* _PASSAGE FOR REVIEW_
When you’re presenting a molecular model or visualizing a simulation result, smooth camera motion plays a key role in capturing your audience’s focus. Whether you’re demonstrating an active site interaction, exploring a supramolecular complex, or producing an educational video, simple pans and transitions can make a big visual difference. But choreographing these camera movements can be frustrating if you’re relying on manual camera controls.
That’s where the Truck camera animation in SAMSON comes in. It’s designed to help you easily create a horizontal movement of the camera between two points, keeping both the camera’s position and its target point aligned — which means that the whole scene shifts laterally, like a slide.
Why use the Truck camera?
Molecular animations often need to follow a pathway, such as scanning along a DNA strand, gliding across a binding pocket, or showing interactions across a protein surface. In such cases, you want to translate the entire view horizontally to avoid distracting perspective changes. The Truck camera moves the camera’s viewpoint and focus together, maintaining the same relative direction and scale while re-framing the system in motion.
Quick Overview of How It Works
The animation is set in the Animator Track View. You’ll start by positioning the camera and choosing the frame where the movement begins. Then, you add a Truck camera animation from the Animation panel.
Behind the scenes, SAMSON records both the camera’s position and the point it’s looking at, and offsets them by the same amount in a horizontal direction. The result is a visually gentle horizontal slide between the start and end frames.

* _GIVEN ENTRIES_

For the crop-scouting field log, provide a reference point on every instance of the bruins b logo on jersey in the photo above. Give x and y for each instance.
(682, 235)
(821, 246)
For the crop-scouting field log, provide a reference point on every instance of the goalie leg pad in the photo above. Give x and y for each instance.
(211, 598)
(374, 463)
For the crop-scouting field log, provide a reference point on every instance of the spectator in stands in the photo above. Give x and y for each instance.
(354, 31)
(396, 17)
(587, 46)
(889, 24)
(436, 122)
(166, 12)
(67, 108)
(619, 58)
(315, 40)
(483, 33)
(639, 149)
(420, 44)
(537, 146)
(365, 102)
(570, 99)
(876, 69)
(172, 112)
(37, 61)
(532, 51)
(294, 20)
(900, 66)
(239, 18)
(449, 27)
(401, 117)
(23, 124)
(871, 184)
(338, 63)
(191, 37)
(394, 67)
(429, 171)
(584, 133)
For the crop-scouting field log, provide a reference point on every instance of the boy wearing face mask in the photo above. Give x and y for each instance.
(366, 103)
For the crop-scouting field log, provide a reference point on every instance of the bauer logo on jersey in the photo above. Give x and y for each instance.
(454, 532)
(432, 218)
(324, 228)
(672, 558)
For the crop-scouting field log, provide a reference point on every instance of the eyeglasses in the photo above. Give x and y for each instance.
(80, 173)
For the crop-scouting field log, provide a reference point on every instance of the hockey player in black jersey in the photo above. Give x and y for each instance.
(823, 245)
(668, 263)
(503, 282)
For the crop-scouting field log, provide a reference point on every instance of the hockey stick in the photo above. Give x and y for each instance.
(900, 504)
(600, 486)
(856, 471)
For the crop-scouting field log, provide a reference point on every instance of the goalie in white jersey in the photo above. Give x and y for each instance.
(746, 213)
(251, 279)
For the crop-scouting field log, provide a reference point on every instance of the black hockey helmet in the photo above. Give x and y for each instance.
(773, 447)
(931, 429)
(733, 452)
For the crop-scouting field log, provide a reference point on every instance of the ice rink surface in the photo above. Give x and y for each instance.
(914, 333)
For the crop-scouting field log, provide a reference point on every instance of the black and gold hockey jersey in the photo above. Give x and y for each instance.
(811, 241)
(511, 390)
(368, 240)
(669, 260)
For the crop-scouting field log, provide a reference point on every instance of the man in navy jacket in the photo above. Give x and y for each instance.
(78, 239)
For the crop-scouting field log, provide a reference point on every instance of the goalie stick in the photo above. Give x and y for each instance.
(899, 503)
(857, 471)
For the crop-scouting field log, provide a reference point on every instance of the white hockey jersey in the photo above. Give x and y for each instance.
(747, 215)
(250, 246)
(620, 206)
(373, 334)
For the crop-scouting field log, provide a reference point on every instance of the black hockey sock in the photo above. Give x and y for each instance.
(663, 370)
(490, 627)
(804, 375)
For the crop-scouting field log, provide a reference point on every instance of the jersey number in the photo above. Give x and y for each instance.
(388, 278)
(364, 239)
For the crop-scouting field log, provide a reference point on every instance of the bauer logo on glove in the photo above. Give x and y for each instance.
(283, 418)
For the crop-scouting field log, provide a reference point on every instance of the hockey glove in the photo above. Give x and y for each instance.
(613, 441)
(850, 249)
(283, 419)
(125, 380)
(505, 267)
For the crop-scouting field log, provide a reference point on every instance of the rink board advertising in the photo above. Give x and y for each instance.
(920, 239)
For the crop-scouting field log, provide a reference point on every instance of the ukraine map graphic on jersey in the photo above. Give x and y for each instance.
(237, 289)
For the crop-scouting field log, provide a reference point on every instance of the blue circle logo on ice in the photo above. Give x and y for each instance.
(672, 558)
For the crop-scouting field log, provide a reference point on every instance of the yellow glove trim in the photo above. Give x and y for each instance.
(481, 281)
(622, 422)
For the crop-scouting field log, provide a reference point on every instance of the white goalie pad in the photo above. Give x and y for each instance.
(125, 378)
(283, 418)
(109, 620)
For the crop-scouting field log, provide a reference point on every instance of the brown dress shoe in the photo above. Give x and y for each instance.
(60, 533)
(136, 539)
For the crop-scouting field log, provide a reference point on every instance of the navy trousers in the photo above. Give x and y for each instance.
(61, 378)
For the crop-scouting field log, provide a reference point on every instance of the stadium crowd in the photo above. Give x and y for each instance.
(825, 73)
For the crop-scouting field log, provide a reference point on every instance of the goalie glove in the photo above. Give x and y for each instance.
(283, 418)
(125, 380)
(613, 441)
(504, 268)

* _TASKS TO CARRY OUT_
- A) Answer these questions about the passage on the Truck camera animation in SAMSON:
(i) What two things does the Truck camera keep aligned as it moves?
(ii) In which view is the animation set?
(iii) From which panel is a Truck camera animation added?
- B) Write the next few sentences of the passage on the Truck camera animation in SAMSON, continuing after its final sentence.

* _WRITTEN ANSWERS_
- A)
(i) The camera's position and its target point.
(ii) The Animator Track View.
(iii) The Animation panel.

- B)
Visual Example
Here’s a preview of what a Truck camera animation looks like when applied in SAMSON:

The movement conveys spatial progression without distorting the structure, making it ideal for transitions that keep your scene consistent.
Adjusting the Animation
The Truck camera effect supports custom adjustments, such as modifying the easing curve to change how the interpolation speed feels (linear, ease in/out, etc.). You can also choose whether it should apply to the active camera or to a different camera, and define how the movement behaves with regard to an optional grid.
To fine-tune positions, you can use animation controllers to adjust exactly how much lateral offset occurs. Keep in mind that the Truck camera effect uses a specific configuration; it assumes a consistent horizontal direction in the camera’s reference frame, and it’s most effective for lateral shifts without tilts.

Final Tip
If you’re combining multiple animations (like rotations or zooms), the Truck camera can be a great way to lead into or out of a sequence — especially if your goal is to pan over or reveal successive parts of a large molecular system.